### TASK REQUIREMENTS
Write out, word for word, the part of the article below on Lloyd Austin's confirmation testimony from "The SASC held" to "to be confirmed.".

### GIVEN TEXT
┄┄┄┄┄┄┄┄┄┄
WASHINGTON — President-elect Joe Biden’s pick for defense secretary Lloyd Austin told lawmakers Jan. 19 that China is the United States’ “most concerning competitor” and in written testimony identified space as a growing national security concern.
“If confirmed, I will ensure the space domain is carefully considered across the range of upcoming strategic reviews,” Austin said in a statement submitted to the Senate Armed Services Committee.
The SASC held a nearly four-hour confirmation hearing for Austin a day before Biden’s inauguration. He would be the nation’s first African-American secretary of defense. To get confirmed, Congress has to approve a waiver because Austin has not been retired from the military for seven years as the law requires. While some lawmakers said they oppose providing such a waiver, Austin is expected to be confirmed.
In prepared testimony, Austin called space “an arena of great power competition” and endorsed the prevailing thinking in the national security space community that U.S. systems have to be more resilient and survivable against anti-satellite weapons.
“Chinese and Russian space activities present serious and growing threats to U.S. national security interests,” Austin stated. “While Russia is a key adversary, China is the pacing threat.”
Austin did not weigh in on whether it was a good idea to establish the U.S. Space Force and U.S. Space Command — both strongly championed by the Trump administration. He said a military space reorganization had been advocated for years by independent commissions, lawmakers and multiple administrations.
“If confirmed, I will assess the current structure to ensure the defense space enterprise is postured to advance our national security objectives most effectively,” Austin testified.
He noted that the DoD space enterprise is “still not well integrated with other services and terrestrial commands, and there are several other challenges that will need to be addressed.”
More broadly, given the importance of space in as an engine of economic competitiveness, he said “it is essential to continue developing best practices, standards and international norms of behavior in space.”
┄┄┄┄┄┄┄┄┄┄
### DATA

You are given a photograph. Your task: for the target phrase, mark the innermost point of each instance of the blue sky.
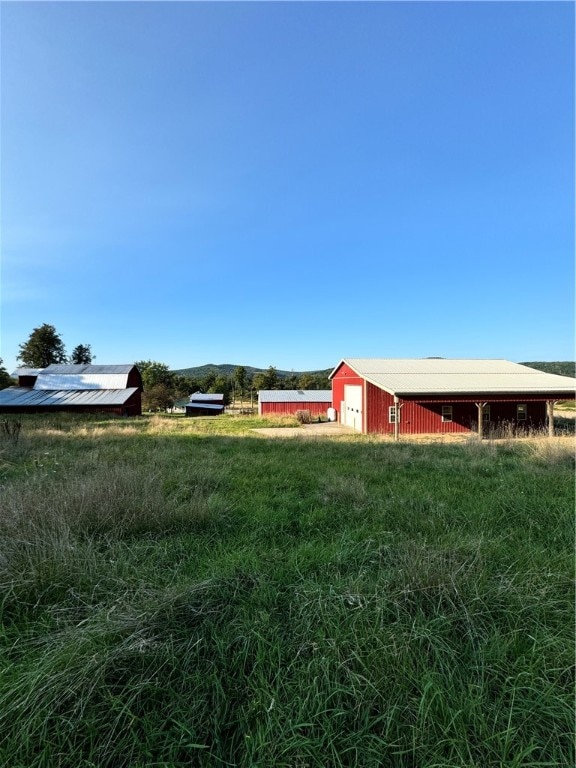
(289, 183)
┄┄┄┄┄┄┄┄┄┄
### ANSWER SPACE
The SASC held a nearly four-hour confirmation hearing for Austin a day before Biden’s inauguration. He would be the nation’s first African-American secretary of defense. To get confirmed, Congress has to approve a waiver because Austin has not been retired from the military for seven years as the law requires. While some lawmakers said they oppose providing such a waiver, Austin is expected to be confirmed.